» Stated goal: Please repeat every one of the items below word for word, keeping each line unchanged.

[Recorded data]
-- Start --

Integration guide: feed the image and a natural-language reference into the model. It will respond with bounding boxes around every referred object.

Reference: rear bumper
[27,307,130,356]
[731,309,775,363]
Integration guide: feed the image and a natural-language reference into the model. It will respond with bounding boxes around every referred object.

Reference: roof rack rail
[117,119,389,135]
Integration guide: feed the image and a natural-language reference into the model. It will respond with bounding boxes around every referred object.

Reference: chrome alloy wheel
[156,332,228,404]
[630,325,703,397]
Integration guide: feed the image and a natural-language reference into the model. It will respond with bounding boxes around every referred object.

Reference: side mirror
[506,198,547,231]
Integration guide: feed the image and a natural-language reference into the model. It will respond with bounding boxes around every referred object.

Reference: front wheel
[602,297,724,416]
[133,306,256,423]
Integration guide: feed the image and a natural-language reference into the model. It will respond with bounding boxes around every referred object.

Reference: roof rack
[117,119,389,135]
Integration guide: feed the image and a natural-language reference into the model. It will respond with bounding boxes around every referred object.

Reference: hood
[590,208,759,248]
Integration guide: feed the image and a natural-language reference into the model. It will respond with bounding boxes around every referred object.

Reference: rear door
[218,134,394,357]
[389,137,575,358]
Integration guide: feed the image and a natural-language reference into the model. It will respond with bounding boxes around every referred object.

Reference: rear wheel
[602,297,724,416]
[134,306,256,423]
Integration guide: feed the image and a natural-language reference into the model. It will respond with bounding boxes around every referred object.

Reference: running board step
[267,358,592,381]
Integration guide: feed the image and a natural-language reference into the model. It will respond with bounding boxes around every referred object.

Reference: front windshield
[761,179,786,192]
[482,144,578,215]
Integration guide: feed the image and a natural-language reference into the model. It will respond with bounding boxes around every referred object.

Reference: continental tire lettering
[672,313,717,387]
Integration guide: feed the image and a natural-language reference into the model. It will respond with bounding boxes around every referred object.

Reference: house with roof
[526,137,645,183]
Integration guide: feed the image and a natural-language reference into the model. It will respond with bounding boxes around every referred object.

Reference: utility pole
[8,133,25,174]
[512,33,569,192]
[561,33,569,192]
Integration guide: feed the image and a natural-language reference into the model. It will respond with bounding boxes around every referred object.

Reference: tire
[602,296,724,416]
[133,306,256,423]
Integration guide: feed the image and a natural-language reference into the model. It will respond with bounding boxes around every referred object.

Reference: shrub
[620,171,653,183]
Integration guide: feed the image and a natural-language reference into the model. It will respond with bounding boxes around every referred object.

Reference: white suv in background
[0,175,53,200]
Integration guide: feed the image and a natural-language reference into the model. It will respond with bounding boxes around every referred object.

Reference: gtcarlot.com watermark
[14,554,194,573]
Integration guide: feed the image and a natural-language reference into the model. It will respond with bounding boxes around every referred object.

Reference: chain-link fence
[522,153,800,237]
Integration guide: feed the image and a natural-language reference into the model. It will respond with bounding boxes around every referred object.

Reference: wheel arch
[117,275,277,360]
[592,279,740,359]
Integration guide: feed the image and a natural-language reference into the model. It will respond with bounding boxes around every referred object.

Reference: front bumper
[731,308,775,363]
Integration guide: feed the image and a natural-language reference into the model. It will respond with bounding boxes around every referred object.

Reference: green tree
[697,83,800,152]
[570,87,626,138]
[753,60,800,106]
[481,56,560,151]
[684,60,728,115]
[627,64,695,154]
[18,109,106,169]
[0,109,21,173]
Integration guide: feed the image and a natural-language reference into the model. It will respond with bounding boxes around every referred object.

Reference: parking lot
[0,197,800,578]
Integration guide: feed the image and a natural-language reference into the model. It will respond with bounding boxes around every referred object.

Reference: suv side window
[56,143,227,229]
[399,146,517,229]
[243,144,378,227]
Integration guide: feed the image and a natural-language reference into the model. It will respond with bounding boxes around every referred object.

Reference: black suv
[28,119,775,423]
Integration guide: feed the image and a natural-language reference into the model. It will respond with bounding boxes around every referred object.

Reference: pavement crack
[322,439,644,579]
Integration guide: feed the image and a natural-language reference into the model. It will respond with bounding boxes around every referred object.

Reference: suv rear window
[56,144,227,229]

-- End --

» Completed task:
Integration guide: feed the image and a natural-language reference into the model. It will respond with bounding boxes around every referred object.

Reference: rear bumper
[27,307,130,356]
[731,309,775,363]
Integration guide: feed the image and a natural-language reference into the model. It will respond with bounding boxes around every referred object.

Reference: roof rack rail
[117,119,389,135]
Integration guide: feed the image and a natural-language reference into the model. It will respond with bounding boxes around every referred object.

Reference: chrome alloy wheel
[156,332,228,404]
[630,325,703,397]
Integration guide: feed the image and a natural-language reference into the model. It will respond with bounding boxes around every referred object.

Reference: side mirror
[506,198,547,231]
Integration guide: feed the image and a natural-language reference into the model. It will respond with bounding boxes around every referred object.

Reference: front wheel
[602,297,724,416]
[133,306,256,423]
Integration guide: feed the image and a natural-language reference into the model. It will respond with bounding boxes around every referred object.

Reference: roof rack
[117,119,389,135]
Integration guide: feed the image and a natural-language reference into the model. It will respond with bounding boxes around every referred object.

Reference: hood
[590,208,759,248]
Integration guide: feed the image and a natural-language reference into the model. It will respond with bounding boxes around every referred object.

Reference: rear door
[218,134,394,357]
[389,137,575,358]
Integration guide: feed the image and a natural-language reference into the model. It will respond with bounding boxes around every referred object.

Reference: rear wheel
[602,297,724,416]
[134,306,256,423]
Integration guide: feed the image and a natural-language reference into the model. It will respond with bounding boxes around every referred object.

Reference: running board step
[267,358,592,381]
Integration guide: feed the image and a natural-language reference into the model. It will respond with bounding boxes around every referred object.

Reference: front windshield
[761,179,786,192]
[482,144,578,215]
Integration guide: feed the image and a natural-language reference into the model. It will respond with bounding boxes around every referred object.

Reference: continental tire lettering
[672,313,717,387]
Integration guide: feed the image and a natural-language reference into the model. It will respond with bounding boxes around every referred object.

Reference: house with roof
[526,137,645,183]
Integration guide: feed the image and a natural-language reference into the model. It will respond with bounding boxes around every referred object.

Reference: utility pole
[8,133,25,174]
[512,33,569,192]
[561,33,569,192]
Integration guide: feed the image and a natural-language reference into the model. It will respond with bounding boxes around every referred object.

Reference: tire
[602,296,724,416]
[133,306,256,423]
Integration guide: feed the image and a natural-language reference into the model. It will respond with bounding boxes around every referred object.

Reference: shrub
[620,171,653,183]
Integration guide: feed the image and a natural-language reference into the model. It will respond with bounding boxes around every referred object.

Reference: white suv in background
[0,175,53,200]
Integration guide: feed the image and a natural-language reference into the model. It will respond with bounding boxes around every referred object.

Reference: gtcarlot.com watermark
[14,554,194,573]
Integration guide: feed the image and a natural-language reference into the model. It will respond with bounding boxes around every referred object.

Reference: chain-link fence
[522,153,800,237]
Integration guide: feed the image and a natural-language reference into the model. It will respond with bounding boxes around every referred object.

Reference: wheel arch
[117,275,277,360]
[592,279,740,359]
Integration guide: feed the image and a natural-language reference into the model. It will respond with bounding boxes around every referred object.

Reference: front bumper
[731,308,775,363]
Integration guide: feed the image and a natural-language reference into the model. It will respond with bounding boxes around every referred object.

Reference: green tree
[697,83,800,152]
[570,87,626,138]
[753,60,800,106]
[481,56,560,151]
[684,60,728,115]
[627,64,695,154]
[18,109,106,169]
[0,109,21,173]
Integration guide: feed the image and a natural-language reference into the model. It will respond with bounding boxes around every referred object.

Reference: parking lot
[0,197,800,578]
Integration guide: feed the image and a natural-language reference into the model. It will respond with bounding boxes around every referred object.

Reference: suv side window
[56,143,227,229]
[399,146,517,229]
[243,144,378,227]
Integration guide: feed the image and a natural-language reference into the model. It will respond with bounding boxes around every referred object.

Reference: black suv
[28,119,775,423]
Integration guide: feed the image and a natural-language reference into the model. It will respond with bounding boxes around every referred object.

Reference: pavement crack
[322,439,644,579]
Integration guide: feed the image and a natural-language reference into the model. It will respond with bounding boxes around every referred object.

Reference: suv rear window
[56,144,227,229]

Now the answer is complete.